Your task: Turn the lines from the start of the entries through the line holding "box: [358, 68, 404, 84]", inclusive, into a JSON list of strings, one string per line and with blank lines omitted. Leave the pictures out of the list.

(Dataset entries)

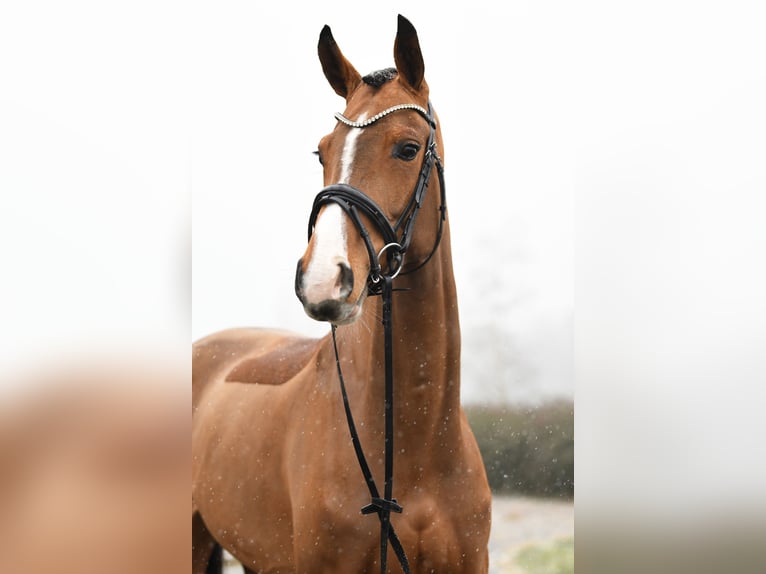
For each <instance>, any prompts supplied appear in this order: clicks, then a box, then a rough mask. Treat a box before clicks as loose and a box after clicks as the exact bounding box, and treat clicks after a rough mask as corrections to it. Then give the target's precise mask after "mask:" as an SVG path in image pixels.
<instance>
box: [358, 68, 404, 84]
mask: <svg viewBox="0 0 766 574" xmlns="http://www.w3.org/2000/svg"><path fill="white" fill-rule="evenodd" d="M397 73H398V72H397V71H396V68H384V69H382V70H376V71H374V72H372V73H370V74H367V75H366V76H365V77H363V78H362V81H363V82H364V83H365V84H367V85H368V86H372V87H373V88H379V87H380V86H382V85H383V84H385V83H386V82H390V81H391V80H393V79H394V78H395V77H396V74H397Z"/></svg>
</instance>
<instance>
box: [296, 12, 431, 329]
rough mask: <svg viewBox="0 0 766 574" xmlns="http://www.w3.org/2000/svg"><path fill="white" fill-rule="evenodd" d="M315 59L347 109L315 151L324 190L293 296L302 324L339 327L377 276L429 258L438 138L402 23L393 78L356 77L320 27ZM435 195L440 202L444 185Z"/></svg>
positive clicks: (350, 67)
mask: <svg viewBox="0 0 766 574" xmlns="http://www.w3.org/2000/svg"><path fill="white" fill-rule="evenodd" d="M318 52H319V59H320V62H321V64H322V69H323V71H324V74H325V77H326V78H327V80H328V82H329V83H330V85H331V86H332V88H333V89H334V90H335V92H336V93H337V94H338V95H339V96H341V97H343V98H344V99H345V102H346V108H345V111H344V112H343V114H336V118H337V119H338V123H337V125H336V126H335V129H333V131H332V132H331V133H329V134H328V135H326V136H325V137H323V138H322V139H321V141H320V143H319V147H318V151H317V155H318V157H319V161H320V162H321V163H322V165H323V169H324V185H325V188H324V189H323V190H322V191H321V192H320V193H319V195H318V196H317V199H316V200H315V203H314V209H313V210H312V215H311V218H310V222H309V243H308V246H307V248H306V251H305V253H304V254H303V256H302V257H301V259H300V260H299V261H298V268H297V271H296V278H295V291H296V294H297V296H298V298H299V300H300V301H301V303H302V304H303V306H304V309H305V311H306V313H307V314H308V315H309V316H310V317H312V318H313V319H316V320H319V321H329V322H331V323H334V324H337V325H343V324H349V323H352V322H353V321H355V320H356V319H357V318H358V317H359V316H360V315H361V311H362V305H363V303H364V301H365V298H366V296H367V294H368V293H369V292H374V290H375V283H376V282H377V281H378V280H379V279H380V276H381V274H389V276H390V275H395V274H398V273H399V271H401V269H402V267H403V266H405V267H410V268H412V266H413V265H415V264H417V263H418V262H419V261H420V262H422V261H424V260H425V259H427V258H428V257H430V254H432V253H433V251H434V250H435V246H436V245H437V244H438V237H439V234H440V228H441V223H440V222H441V221H443V218H444V211H443V209H444V208H443V201H442V204H441V205H440V204H439V196H438V194H437V193H433V192H431V193H425V192H426V189H427V188H428V187H429V181H430V179H431V178H430V175H431V172H432V170H433V166H434V162H437V164H436V165H437V167H438V168H439V173H441V159H440V158H439V155H438V154H439V151H438V150H441V134H440V132H439V129H438V126H437V124H436V119H435V116H434V115H433V112H432V111H431V109H430V104H429V90H428V85H427V84H426V81H425V79H424V64H423V56H422V53H421V50H420V43H419V41H418V36H417V32H416V31H415V28H414V27H413V26H412V24H411V23H410V22H409V21H408V20H407V19H406V18H404V17H402V16H399V21H398V29H397V34H396V40H395V42H394V61H395V64H396V67H395V68H387V69H383V70H378V71H376V72H373V73H371V74H369V75H367V76H362V75H360V74H359V72H357V70H356V68H354V66H353V65H352V64H351V63H350V62H349V61H348V60H347V59H346V58H345V56H344V55H343V53H342V52H341V51H340V48H339V47H338V45H337V43H336V42H335V39H334V38H333V35H332V32H331V31H330V28H329V27H328V26H325V27H324V28H323V29H322V32H321V34H320V37H319V46H318ZM434 179H435V178H434ZM434 185H435V184H433V183H432V184H431V187H434ZM439 186H440V187H441V188H442V193H443V182H442V181H439ZM442 200H443V197H442ZM421 207H423V209H422V210H421ZM419 211H422V215H420V216H419V217H418V226H417V227H418V231H417V233H414V232H413V227H414V222H415V217H416V216H417V214H418V212H419ZM405 255H406V258H407V263H406V264H405V262H404V259H405ZM405 272H406V271H405Z"/></svg>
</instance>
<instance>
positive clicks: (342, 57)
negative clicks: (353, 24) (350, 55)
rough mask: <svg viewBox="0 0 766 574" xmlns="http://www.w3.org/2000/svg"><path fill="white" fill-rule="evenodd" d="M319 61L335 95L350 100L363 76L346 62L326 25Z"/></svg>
mask: <svg viewBox="0 0 766 574" xmlns="http://www.w3.org/2000/svg"><path fill="white" fill-rule="evenodd" d="M317 50H318V52H319V61H320V62H321V63H322V71H324V75H325V77H326V78H327V81H328V82H330V85H331V86H332V89H333V90H335V93H336V94H338V95H339V96H340V97H342V98H346V99H348V97H349V96H350V95H351V93H352V92H353V91H354V88H356V87H357V86H358V85H359V82H361V81H362V76H361V75H360V74H359V72H357V71H356V69H355V68H354V66H352V65H351V63H350V62H349V61H348V60H346V58H345V56H344V55H343V53H342V52H341V51H340V48H338V44H336V43H335V38H333V37H332V32H331V31H330V27H329V26H327V25H325V27H324V28H322V32H321V33H320V34H319V46H318V47H317Z"/></svg>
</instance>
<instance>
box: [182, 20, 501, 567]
mask: <svg viewBox="0 0 766 574" xmlns="http://www.w3.org/2000/svg"><path fill="white" fill-rule="evenodd" d="M318 55H319V60H320V63H321V66H322V69H323V72H324V75H325V77H326V79H327V81H328V82H329V84H330V86H331V87H332V89H333V90H334V91H335V93H336V94H337V95H339V96H340V97H342V98H343V99H344V100H345V110H344V112H343V113H342V114H340V113H339V114H336V119H337V123H336V125H335V127H334V129H333V130H332V132H331V133H329V134H328V135H326V136H324V137H323V138H322V139H321V141H320V142H319V146H318V151H317V152H316V153H317V155H318V158H319V161H320V162H321V164H322V165H323V174H324V185H325V187H324V188H323V189H322V191H320V193H319V194H318V195H317V196H316V199H315V201H314V205H313V208H312V211H311V215H310V217H309V241H308V245H307V248H306V250H305V252H304V253H303V256H302V257H301V258H300V259H299V261H298V265H297V270H296V277H295V292H296V295H297V297H298V299H299V301H300V303H301V304H302V305H303V308H304V310H305V312H306V313H307V314H308V315H309V317H311V318H313V319H316V320H318V321H325V322H328V323H330V332H328V334H327V335H326V336H324V337H322V338H319V339H312V338H306V337H303V336H300V335H296V334H294V333H291V332H288V331H275V330H266V329H257V328H252V329H250V328H233V329H228V330H225V331H222V332H218V333H214V334H212V335H209V336H207V337H204V338H202V339H201V340H199V341H197V342H196V343H194V345H193V368H192V370H193V376H192V379H193V380H192V395H193V398H192V409H193V417H192V418H193V430H192V451H193V465H192V538H193V540H192V562H193V572H194V573H195V574H202V573H205V572H215V571H217V572H220V568H221V566H220V564H221V549H222V548H223V549H225V550H227V551H228V552H229V553H231V554H232V555H233V556H234V557H235V558H236V559H237V560H238V561H239V562H240V563H241V564H242V566H243V568H244V571H245V572H246V573H256V572H269V573H333V574H338V573H341V574H343V573H354V574H356V573H360V572H370V573H373V572H381V571H382V572H394V571H400V569H401V570H403V571H405V572H416V573H427V572H428V573H432V572H438V573H440V574H447V573H460V574H473V573H486V572H487V571H488V567H489V557H488V540H489V530H490V521H491V516H490V513H491V494H490V490H489V486H488V482H487V477H486V473H485V469H484V465H483V463H482V459H481V455H480V453H479V449H478V446H477V443H476V440H475V438H474V436H473V433H472V431H471V429H470V426H469V424H468V422H467V419H466V416H465V414H464V412H463V410H462V408H461V404H460V326H459V318H458V306H457V294H456V287H455V280H454V275H453V267H452V259H451V251H450V230H449V218H448V216H447V211H446V203H445V192H444V189H445V186H444V177H443V157H444V151H443V150H444V148H443V142H442V133H441V129H440V126H439V122H438V118H437V116H436V114H435V113H434V112H433V110H432V107H431V102H430V95H429V88H428V85H427V83H426V80H425V79H424V70H425V67H424V61H423V56H422V52H421V48H420V42H419V39H418V35H417V32H416V30H415V28H414V27H413V25H412V24H411V23H410V22H409V20H407V19H406V18H404V17H403V16H401V15H400V16H399V17H398V26H397V32H396V38H395V42H394V61H395V64H396V67H395V68H386V69H383V70H378V71H376V72H373V73H371V74H368V75H366V76H362V75H361V74H360V73H359V72H357V70H356V69H355V67H354V66H353V65H352V64H351V63H350V62H349V60H347V59H346V57H345V56H344V55H343V53H342V52H341V50H340V48H339V47H338V44H337V43H336V41H335V39H334V37H333V34H332V31H331V30H330V28H329V26H324V28H323V29H322V31H321V33H320V36H319V43H318ZM434 174H436V175H435V176H433V177H432V175H434ZM413 190H414V191H413ZM381 319H382V320H383V323H384V325H383V328H380V321H381ZM394 461H395V465H393V462H394ZM360 470H361V473H360ZM384 475H385V492H383V491H382V490H383V489H379V488H378V485H382V484H383V480H384V479H383V477H384ZM376 479H377V481H378V482H376ZM365 514H377V517H378V519H379V520H375V516H372V517H370V516H365ZM397 561H398V566H397Z"/></svg>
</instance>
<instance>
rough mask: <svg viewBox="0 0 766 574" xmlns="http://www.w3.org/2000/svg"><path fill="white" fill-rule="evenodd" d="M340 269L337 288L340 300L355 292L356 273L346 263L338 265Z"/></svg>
mask: <svg viewBox="0 0 766 574" xmlns="http://www.w3.org/2000/svg"><path fill="white" fill-rule="evenodd" d="M338 267H340V273H338V280H337V282H336V283H335V286H336V287H337V288H338V292H339V294H340V297H339V299H345V298H346V297H348V296H349V295H350V294H351V291H353V290H354V272H353V271H352V270H351V267H349V266H348V265H346V264H345V263H338Z"/></svg>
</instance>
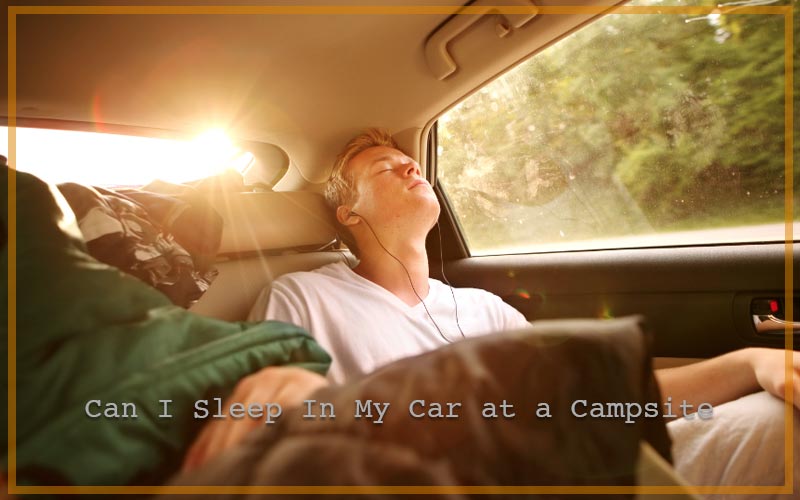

Your response:
[
  "For each <instance>, any prompts supplied appear in this order: clicks, then a box, then a rough mask. Treat a box before clicks as loose and a box after clicks as the exact bounding box, and treat clicks after a rough mask as corrections to it. Then give the target's precise mask after \"mask:\" as an SVG path in image pixels.",
  "<instance>",
  "box: [358, 68, 404, 84]"
]